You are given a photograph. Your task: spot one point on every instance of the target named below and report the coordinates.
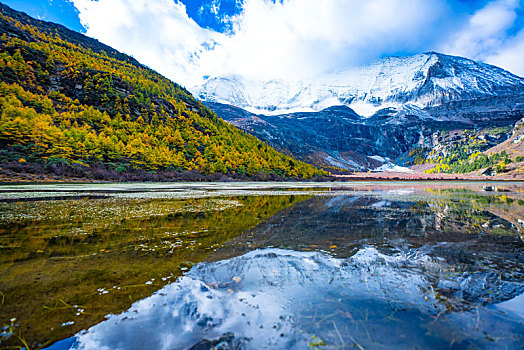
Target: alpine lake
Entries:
(342, 265)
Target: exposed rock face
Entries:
(339, 137)
(425, 80)
(358, 118)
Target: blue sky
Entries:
(291, 39)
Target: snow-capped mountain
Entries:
(420, 81)
(365, 117)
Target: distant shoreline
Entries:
(357, 177)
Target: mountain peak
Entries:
(424, 80)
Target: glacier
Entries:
(420, 81)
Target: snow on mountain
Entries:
(415, 82)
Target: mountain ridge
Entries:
(71, 106)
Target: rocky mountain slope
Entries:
(425, 80)
(359, 118)
(73, 106)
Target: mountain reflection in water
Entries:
(366, 267)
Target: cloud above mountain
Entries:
(300, 38)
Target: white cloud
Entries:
(485, 36)
(156, 32)
(296, 38)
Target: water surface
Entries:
(247, 265)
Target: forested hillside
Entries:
(70, 102)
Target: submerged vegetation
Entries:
(69, 102)
(65, 265)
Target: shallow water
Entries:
(249, 265)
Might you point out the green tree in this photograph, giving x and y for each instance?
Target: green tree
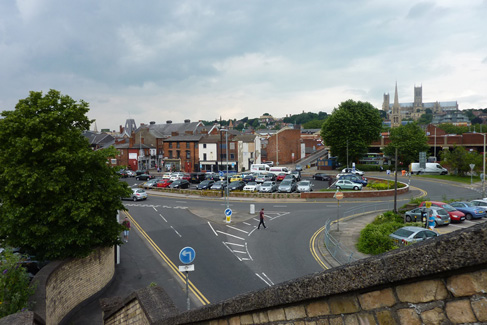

EXERCISE OBJECTIVE> Among the records above, find each line holding "mountain" and list it.

EXPECTED OUTPUT>
Target: snow-capped mountain
Target: mountain peak
Target: snow on mountain
Target: mountain ridge
Target: rocky mountain slope
Target: mountain reflection in water
Target: cloud above mountain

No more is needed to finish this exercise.